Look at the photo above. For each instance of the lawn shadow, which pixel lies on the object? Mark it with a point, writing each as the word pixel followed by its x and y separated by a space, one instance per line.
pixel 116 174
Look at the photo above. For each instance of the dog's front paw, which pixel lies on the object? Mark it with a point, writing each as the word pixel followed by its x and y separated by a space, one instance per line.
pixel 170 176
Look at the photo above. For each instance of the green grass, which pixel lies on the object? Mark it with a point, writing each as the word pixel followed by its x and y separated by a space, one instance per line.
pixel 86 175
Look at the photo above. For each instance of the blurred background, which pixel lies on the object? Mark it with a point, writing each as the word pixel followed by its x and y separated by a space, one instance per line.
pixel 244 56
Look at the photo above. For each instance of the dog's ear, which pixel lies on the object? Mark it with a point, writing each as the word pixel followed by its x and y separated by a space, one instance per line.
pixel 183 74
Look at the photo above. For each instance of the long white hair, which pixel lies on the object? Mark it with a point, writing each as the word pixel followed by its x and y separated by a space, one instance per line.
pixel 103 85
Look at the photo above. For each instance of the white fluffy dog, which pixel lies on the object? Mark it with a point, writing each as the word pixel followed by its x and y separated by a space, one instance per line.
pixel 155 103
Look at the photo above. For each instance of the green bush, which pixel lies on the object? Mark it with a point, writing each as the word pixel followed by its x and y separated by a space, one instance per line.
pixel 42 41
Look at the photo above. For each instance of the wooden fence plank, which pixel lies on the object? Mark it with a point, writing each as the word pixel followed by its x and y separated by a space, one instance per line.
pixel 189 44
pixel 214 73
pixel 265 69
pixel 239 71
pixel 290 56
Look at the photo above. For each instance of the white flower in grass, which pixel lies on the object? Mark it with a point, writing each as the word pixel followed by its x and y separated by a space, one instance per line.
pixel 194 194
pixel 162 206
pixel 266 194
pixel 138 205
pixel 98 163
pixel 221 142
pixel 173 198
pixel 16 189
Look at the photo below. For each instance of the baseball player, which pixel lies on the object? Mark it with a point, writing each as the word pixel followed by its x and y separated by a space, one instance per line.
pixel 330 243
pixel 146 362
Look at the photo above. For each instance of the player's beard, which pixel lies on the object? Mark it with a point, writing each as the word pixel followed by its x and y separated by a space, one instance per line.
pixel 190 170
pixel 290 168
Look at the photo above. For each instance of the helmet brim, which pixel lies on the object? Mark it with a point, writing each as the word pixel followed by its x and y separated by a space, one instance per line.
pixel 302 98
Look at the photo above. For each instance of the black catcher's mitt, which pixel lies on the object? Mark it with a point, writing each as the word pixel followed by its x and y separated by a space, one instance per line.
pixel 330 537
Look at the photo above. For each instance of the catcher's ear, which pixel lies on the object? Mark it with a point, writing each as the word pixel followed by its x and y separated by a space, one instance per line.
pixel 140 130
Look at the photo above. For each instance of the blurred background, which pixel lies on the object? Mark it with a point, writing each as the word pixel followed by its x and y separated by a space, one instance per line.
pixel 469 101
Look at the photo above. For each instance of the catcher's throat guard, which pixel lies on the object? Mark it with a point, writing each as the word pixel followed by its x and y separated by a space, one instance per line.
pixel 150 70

·····

Gib aus der Auflistung nur den Abschnitt wörtlich wieder, der mit der Zeile mit „the dog's front" beginnt und mit der Zeile mit „pixel 86 175" endet. Beide Randzeilen gehören dazu.

MUSTERLÖSUNG:
Look at the photo above. For each instance of the dog's front paw, which pixel lies on the object? Mark it with a point, writing each as the word pixel followed by its x and y separated by a space, one instance per line.
pixel 170 176
Look at the photo above. For each instance of the green grass, which pixel lies on the object? Mark it with a point, writing each as the word pixel followed by its x and y separated by a space, one instance per line.
pixel 86 175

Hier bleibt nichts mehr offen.